* **WORK REQUEST**:
Below are some records; copy each line in them that contains "glass".

* **INFORMATION SUPPLIED**:
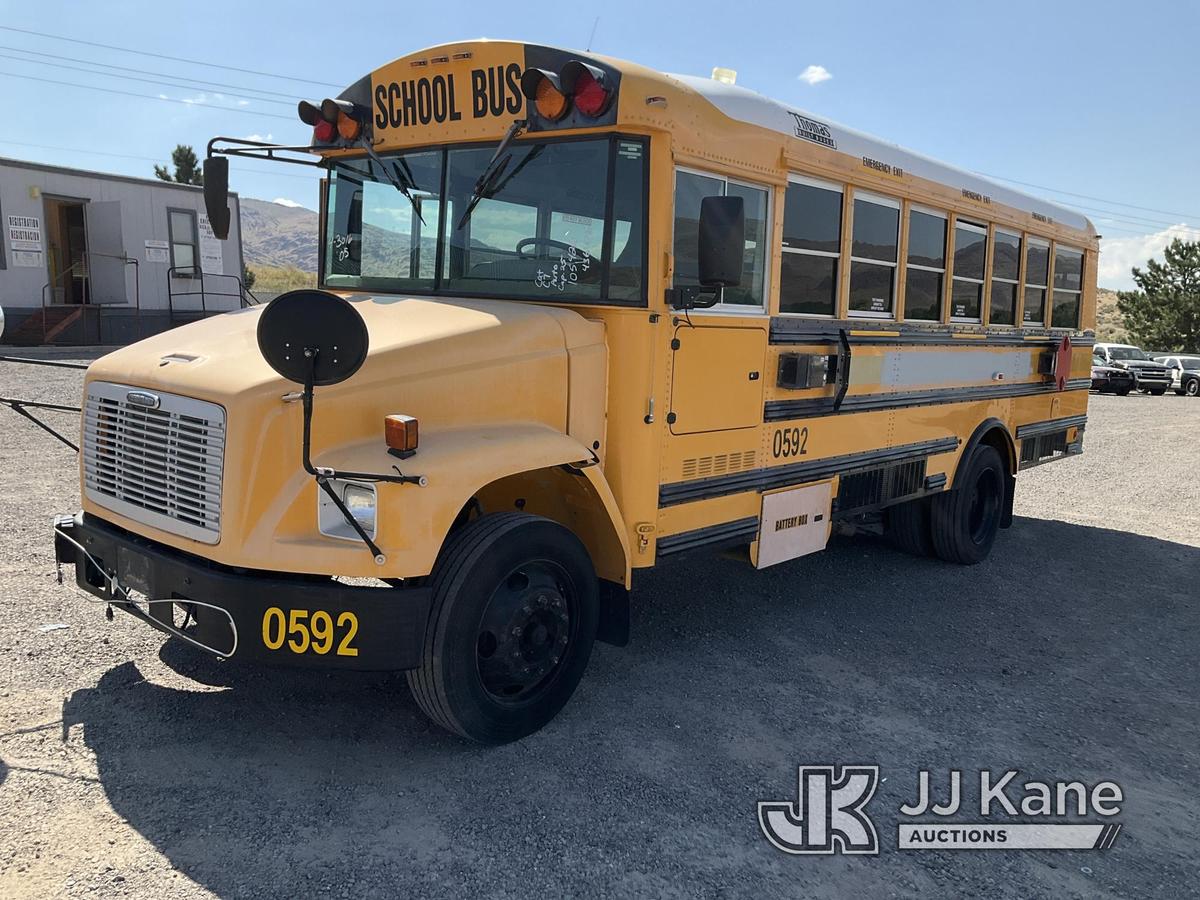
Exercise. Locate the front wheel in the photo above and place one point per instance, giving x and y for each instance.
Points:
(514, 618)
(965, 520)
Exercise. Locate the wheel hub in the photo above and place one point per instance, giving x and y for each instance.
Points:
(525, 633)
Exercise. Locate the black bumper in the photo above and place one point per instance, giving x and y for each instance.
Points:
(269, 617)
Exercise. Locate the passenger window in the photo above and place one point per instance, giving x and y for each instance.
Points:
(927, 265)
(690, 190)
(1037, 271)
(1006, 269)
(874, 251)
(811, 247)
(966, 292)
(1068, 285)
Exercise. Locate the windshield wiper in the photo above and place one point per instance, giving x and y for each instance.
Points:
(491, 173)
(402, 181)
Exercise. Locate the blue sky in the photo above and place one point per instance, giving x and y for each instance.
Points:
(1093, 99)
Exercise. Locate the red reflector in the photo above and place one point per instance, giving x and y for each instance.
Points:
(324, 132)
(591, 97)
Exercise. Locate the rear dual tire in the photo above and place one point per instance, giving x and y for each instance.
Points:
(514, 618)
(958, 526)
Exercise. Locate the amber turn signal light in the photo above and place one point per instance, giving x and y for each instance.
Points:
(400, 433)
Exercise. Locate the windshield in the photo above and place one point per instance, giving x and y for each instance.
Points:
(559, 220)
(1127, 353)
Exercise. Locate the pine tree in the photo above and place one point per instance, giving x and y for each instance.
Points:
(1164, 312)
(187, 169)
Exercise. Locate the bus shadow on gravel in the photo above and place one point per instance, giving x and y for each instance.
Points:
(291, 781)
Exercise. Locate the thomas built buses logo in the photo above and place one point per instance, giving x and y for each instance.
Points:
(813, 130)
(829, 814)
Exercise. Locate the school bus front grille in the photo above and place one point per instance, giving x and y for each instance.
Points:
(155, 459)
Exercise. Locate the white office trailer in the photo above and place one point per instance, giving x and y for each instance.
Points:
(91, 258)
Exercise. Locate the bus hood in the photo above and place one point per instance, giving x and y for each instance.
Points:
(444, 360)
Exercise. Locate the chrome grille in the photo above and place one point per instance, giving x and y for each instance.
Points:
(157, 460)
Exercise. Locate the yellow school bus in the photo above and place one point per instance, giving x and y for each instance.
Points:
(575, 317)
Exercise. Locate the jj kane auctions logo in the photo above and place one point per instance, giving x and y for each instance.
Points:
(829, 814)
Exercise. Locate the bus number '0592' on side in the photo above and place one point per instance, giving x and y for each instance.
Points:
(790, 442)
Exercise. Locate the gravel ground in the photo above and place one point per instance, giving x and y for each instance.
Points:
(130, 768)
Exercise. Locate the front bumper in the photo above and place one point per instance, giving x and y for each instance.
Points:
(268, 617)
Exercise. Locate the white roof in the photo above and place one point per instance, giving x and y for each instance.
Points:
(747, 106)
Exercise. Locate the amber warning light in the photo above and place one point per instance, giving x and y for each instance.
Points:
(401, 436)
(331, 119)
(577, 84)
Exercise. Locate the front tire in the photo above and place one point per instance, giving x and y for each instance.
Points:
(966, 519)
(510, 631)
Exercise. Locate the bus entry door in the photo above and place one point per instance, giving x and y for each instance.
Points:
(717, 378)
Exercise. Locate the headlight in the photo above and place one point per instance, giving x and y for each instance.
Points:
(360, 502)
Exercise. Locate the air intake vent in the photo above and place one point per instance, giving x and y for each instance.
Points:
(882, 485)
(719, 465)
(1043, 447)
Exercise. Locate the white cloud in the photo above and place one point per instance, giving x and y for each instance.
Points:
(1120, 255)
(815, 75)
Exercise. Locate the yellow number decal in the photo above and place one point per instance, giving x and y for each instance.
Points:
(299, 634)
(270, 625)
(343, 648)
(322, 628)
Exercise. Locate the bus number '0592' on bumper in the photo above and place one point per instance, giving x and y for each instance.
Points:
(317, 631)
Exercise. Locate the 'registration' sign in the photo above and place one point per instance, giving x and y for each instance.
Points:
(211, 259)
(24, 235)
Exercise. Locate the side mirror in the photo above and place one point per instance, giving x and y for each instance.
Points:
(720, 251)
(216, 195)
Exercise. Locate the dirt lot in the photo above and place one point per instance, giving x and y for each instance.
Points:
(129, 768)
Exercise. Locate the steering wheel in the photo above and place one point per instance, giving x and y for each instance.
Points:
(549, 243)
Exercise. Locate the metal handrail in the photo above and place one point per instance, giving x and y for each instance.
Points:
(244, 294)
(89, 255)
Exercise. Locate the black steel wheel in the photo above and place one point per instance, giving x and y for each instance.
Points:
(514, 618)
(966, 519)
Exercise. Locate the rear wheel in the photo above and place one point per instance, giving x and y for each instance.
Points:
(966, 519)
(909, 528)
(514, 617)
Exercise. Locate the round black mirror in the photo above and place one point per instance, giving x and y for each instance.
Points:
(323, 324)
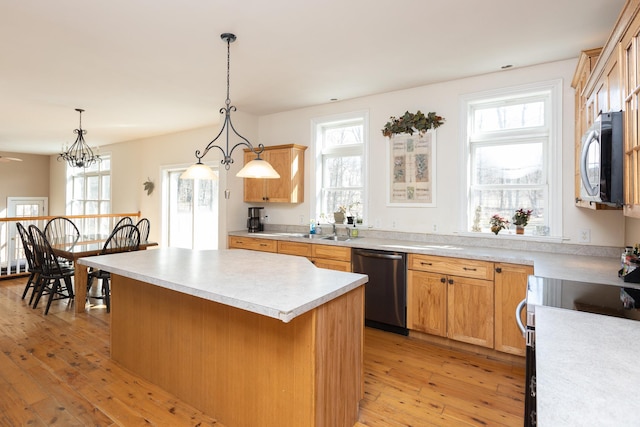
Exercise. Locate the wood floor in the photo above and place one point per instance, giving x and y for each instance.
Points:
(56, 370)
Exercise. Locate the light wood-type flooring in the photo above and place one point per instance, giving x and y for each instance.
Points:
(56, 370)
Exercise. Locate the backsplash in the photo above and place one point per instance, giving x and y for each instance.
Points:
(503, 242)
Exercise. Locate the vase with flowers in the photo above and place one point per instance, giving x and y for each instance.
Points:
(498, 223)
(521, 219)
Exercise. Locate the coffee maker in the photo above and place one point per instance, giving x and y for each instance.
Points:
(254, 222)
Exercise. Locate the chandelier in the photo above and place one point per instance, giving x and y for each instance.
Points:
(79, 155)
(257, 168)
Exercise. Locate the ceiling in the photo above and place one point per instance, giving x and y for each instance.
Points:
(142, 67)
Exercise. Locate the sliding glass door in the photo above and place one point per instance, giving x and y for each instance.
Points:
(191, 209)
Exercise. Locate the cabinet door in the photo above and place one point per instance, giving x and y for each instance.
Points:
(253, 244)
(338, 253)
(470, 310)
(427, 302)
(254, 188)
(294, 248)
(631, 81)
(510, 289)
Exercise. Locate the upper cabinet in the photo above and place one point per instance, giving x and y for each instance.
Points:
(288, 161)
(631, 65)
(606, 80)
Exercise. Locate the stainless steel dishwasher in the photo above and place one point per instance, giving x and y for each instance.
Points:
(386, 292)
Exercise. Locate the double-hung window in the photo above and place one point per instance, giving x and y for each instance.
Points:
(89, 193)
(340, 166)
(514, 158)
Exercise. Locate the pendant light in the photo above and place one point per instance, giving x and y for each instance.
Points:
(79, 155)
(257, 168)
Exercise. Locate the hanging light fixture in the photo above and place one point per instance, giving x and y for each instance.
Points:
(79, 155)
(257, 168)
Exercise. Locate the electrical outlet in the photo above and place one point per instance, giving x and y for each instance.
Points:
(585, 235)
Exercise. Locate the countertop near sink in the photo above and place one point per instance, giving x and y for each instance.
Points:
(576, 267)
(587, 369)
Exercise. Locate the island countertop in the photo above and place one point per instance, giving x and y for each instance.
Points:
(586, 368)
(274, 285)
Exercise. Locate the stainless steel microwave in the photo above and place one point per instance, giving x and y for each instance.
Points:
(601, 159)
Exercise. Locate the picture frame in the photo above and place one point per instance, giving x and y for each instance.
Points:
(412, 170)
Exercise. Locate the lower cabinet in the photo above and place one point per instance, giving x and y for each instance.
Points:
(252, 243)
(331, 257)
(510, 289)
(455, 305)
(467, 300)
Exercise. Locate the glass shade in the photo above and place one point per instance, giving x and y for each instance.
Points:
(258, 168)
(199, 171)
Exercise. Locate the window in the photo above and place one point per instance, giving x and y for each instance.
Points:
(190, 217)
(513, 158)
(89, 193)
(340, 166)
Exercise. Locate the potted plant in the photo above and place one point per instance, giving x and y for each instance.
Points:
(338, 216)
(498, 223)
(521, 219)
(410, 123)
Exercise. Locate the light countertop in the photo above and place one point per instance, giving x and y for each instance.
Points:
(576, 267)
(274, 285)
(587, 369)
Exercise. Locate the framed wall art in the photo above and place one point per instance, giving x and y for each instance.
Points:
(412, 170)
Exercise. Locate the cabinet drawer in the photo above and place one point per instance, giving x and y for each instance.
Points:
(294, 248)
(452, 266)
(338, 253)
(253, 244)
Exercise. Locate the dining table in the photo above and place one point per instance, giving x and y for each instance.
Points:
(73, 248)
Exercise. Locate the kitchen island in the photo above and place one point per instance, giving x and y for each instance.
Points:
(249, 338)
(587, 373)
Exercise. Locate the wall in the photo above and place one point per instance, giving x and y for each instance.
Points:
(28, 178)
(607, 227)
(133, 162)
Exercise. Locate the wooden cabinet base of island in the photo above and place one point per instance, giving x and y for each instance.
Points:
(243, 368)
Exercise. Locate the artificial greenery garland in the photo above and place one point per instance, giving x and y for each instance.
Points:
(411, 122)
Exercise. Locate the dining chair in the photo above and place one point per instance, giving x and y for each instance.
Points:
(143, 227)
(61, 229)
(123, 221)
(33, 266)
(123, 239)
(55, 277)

--

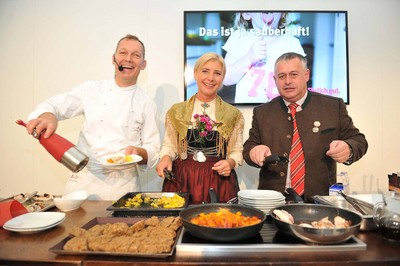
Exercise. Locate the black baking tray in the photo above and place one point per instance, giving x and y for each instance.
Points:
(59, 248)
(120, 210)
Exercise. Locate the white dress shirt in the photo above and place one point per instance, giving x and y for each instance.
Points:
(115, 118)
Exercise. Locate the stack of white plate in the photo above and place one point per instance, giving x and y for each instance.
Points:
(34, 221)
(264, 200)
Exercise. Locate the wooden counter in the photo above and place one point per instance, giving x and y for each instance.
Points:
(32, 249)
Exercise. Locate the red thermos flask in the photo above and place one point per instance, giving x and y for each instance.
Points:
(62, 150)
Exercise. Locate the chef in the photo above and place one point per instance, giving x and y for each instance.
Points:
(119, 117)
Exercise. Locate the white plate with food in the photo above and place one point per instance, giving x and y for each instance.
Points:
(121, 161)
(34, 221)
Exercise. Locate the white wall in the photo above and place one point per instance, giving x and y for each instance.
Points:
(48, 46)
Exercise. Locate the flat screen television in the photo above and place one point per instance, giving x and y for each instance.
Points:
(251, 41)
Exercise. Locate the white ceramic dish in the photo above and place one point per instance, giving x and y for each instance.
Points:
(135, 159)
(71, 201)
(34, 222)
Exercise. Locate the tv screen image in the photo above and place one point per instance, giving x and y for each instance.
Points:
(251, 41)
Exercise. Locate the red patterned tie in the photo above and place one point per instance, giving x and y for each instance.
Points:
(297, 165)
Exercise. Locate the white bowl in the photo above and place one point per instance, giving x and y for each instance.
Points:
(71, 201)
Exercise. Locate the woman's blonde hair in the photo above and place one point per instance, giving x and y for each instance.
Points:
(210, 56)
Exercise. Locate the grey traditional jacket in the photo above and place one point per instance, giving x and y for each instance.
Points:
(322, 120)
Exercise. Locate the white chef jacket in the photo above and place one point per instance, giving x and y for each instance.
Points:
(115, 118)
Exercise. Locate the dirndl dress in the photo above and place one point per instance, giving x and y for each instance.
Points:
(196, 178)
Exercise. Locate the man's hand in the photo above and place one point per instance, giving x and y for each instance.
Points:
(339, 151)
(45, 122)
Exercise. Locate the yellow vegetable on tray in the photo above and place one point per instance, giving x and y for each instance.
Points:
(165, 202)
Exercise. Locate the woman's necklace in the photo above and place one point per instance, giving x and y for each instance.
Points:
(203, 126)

* **ANSWER BELOW**:
Exercise. Locate the sliding glass door in the photo above and place one point per instance, giving x and y for each instance.
Exercise. Locate the glass shade in the photo above and place one point per instance, giving x and y for each instance.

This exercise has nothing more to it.